(Data for processing begins)

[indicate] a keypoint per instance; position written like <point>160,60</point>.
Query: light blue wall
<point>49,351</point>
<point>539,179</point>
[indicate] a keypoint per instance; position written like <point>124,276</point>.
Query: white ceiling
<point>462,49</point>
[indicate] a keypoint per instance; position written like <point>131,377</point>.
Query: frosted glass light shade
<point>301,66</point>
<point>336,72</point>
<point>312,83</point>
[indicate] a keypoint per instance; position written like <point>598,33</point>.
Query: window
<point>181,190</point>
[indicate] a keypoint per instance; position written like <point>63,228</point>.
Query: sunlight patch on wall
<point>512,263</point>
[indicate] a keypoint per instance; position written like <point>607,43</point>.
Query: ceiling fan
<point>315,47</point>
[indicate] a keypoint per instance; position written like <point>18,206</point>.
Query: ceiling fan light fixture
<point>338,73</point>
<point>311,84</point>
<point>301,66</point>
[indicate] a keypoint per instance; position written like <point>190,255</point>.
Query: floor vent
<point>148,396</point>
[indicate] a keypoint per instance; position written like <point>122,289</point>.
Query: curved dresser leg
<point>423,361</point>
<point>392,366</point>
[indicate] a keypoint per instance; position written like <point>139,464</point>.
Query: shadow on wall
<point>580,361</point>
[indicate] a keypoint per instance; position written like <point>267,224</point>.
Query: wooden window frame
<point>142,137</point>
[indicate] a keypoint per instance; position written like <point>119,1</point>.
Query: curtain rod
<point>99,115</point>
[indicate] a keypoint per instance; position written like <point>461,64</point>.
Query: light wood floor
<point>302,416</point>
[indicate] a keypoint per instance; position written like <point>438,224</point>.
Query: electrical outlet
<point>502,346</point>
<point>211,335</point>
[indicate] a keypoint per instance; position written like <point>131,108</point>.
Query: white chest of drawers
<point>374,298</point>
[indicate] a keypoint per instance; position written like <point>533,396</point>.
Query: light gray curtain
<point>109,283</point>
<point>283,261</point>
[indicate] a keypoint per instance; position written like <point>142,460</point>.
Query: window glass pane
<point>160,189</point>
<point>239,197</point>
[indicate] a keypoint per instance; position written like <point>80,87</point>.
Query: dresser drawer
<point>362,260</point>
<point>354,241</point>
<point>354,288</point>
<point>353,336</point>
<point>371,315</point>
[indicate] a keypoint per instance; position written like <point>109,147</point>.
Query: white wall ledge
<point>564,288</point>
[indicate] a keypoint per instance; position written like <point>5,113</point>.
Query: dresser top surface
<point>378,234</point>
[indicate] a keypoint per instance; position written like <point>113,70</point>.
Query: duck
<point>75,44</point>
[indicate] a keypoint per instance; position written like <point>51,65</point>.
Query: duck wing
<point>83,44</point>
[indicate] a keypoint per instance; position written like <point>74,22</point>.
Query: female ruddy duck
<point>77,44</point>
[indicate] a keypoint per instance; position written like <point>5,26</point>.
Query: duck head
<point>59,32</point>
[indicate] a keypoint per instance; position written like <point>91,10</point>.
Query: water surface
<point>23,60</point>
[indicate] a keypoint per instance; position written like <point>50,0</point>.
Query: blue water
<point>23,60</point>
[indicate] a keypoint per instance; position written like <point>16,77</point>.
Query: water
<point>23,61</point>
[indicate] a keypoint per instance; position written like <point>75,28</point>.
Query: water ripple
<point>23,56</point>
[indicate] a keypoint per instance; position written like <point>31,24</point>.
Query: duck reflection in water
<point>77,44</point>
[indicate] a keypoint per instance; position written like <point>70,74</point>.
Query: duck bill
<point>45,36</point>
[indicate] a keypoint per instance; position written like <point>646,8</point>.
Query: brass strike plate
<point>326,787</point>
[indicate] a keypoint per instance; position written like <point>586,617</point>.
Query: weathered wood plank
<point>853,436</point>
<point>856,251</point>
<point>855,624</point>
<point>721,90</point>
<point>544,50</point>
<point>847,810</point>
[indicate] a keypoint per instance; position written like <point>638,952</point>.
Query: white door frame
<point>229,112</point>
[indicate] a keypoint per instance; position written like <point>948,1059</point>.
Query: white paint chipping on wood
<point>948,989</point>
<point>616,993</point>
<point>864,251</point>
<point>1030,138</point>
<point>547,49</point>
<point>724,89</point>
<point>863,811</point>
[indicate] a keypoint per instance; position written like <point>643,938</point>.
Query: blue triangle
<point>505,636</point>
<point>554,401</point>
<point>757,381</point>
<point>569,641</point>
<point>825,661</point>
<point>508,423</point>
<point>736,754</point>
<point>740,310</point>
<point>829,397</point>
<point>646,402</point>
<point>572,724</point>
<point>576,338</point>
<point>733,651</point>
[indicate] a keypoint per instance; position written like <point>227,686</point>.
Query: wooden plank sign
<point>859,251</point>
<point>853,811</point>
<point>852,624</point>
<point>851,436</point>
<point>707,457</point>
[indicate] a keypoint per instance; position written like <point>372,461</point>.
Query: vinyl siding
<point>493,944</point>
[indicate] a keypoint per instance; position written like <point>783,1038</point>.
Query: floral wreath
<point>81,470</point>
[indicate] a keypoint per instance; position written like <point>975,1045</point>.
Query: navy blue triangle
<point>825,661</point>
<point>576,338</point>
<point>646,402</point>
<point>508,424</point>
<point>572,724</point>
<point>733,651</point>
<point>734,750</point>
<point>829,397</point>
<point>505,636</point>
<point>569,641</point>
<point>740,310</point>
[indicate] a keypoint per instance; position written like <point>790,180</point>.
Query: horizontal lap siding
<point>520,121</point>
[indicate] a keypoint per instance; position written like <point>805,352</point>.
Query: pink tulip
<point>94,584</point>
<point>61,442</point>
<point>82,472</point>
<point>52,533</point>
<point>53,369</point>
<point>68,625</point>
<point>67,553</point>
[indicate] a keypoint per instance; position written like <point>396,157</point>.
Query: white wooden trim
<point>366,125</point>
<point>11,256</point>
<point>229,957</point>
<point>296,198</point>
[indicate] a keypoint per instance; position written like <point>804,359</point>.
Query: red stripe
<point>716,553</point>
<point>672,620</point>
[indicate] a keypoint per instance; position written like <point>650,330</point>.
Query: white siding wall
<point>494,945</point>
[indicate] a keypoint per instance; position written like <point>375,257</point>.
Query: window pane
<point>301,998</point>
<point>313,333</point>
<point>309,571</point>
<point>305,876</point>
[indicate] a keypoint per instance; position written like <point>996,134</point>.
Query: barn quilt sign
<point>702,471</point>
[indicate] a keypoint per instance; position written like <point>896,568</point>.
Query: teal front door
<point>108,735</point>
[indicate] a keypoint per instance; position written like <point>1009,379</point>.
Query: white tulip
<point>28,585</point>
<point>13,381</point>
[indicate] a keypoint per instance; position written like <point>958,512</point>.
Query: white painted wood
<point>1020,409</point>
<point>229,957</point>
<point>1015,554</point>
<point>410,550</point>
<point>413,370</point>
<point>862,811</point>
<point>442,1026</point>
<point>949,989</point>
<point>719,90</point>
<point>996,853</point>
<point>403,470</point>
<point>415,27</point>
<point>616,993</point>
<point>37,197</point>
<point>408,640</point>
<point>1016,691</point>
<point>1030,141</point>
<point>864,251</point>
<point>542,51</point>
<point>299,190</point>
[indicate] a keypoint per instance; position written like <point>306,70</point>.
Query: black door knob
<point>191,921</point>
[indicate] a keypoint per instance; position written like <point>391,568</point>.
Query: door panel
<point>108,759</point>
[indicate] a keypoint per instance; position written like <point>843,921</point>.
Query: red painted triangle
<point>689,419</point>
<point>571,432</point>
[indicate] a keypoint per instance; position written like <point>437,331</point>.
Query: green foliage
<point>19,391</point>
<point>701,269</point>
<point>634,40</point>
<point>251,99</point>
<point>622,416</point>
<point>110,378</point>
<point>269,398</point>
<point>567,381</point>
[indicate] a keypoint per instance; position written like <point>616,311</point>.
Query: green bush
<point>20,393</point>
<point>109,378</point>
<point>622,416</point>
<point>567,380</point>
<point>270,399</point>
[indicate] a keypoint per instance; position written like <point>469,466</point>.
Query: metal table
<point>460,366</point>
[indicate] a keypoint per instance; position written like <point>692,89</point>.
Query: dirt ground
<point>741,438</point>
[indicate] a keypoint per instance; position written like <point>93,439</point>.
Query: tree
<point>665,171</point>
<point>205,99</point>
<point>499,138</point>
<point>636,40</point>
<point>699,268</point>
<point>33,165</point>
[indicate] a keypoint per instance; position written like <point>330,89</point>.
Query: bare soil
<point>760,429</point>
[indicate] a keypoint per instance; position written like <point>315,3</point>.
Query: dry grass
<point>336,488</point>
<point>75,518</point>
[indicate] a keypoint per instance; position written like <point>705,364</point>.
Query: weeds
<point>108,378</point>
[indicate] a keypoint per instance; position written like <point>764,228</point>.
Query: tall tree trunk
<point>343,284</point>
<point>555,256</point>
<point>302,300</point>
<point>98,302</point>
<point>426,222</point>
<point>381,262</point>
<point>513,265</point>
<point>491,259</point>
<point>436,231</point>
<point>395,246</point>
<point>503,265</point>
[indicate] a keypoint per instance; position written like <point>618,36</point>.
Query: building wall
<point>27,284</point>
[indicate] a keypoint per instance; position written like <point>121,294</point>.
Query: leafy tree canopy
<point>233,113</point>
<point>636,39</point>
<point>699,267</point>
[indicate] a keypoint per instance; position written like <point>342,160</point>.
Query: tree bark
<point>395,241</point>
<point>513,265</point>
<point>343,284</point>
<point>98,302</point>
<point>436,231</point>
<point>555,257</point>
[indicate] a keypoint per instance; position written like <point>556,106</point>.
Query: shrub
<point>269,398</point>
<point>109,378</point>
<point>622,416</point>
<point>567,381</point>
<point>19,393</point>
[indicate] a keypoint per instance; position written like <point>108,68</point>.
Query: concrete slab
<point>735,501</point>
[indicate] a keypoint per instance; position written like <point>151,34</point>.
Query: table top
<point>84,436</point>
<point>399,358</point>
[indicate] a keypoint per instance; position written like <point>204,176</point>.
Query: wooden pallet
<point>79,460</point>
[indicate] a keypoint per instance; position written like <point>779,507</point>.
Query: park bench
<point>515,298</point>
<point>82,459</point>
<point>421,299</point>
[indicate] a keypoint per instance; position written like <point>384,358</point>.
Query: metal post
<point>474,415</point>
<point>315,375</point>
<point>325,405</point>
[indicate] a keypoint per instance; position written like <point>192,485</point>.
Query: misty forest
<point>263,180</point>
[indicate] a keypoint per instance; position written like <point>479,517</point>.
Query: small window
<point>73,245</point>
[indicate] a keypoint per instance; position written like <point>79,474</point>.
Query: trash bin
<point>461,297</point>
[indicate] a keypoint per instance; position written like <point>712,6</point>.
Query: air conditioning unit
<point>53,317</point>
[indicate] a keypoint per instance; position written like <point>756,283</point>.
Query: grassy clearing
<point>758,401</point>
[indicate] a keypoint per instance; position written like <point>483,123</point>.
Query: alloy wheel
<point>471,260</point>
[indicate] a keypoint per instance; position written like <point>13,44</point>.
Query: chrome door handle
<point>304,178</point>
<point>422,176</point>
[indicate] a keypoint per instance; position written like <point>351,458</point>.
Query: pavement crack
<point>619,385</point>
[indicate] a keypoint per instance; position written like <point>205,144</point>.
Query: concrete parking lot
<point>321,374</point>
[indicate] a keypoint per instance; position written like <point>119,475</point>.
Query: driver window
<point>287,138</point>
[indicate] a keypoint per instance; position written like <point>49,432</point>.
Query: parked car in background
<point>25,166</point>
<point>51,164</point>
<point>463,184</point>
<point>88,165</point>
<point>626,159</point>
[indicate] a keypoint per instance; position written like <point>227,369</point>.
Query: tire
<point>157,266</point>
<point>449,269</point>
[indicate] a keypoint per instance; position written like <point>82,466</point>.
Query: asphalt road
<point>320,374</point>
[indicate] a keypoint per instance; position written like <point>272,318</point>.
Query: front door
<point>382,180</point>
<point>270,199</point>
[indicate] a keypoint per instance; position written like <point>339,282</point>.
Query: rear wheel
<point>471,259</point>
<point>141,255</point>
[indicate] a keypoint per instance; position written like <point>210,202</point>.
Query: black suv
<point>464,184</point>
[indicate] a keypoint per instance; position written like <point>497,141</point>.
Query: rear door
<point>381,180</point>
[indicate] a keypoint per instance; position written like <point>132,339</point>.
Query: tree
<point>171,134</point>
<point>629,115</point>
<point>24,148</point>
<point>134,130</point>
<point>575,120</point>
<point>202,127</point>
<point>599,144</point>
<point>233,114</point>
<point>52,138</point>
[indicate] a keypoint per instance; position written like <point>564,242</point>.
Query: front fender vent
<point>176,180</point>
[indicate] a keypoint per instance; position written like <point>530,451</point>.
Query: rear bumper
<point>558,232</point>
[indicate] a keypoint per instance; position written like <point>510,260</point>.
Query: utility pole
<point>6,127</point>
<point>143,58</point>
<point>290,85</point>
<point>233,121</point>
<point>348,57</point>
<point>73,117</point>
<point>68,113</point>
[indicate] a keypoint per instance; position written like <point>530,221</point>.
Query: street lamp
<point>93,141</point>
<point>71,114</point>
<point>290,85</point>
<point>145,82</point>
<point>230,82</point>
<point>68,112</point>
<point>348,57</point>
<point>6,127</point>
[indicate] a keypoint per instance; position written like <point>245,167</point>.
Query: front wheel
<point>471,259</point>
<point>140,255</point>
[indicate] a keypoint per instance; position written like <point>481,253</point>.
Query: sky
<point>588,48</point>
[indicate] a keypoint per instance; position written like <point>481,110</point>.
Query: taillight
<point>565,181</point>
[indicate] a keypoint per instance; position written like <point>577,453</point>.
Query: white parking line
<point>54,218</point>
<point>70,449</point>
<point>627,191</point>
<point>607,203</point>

(Data for processing ends)

**Exercise**.
Beginning with the line that has "written like <point>245,167</point>." and ending with the line that has "written like <point>481,110</point>.", set down the lines above exactly and include no others.

**Worked solution**.
[indicate] a keypoint per instance; position written like <point>245,167</point>.
Query: front wheel
<point>471,259</point>
<point>140,255</point>
[indicate] a keypoint per instance; position written like <point>481,253</point>.
Query: sky
<point>588,48</point>
[indicate] a keypoint per instance; position written like <point>481,110</point>.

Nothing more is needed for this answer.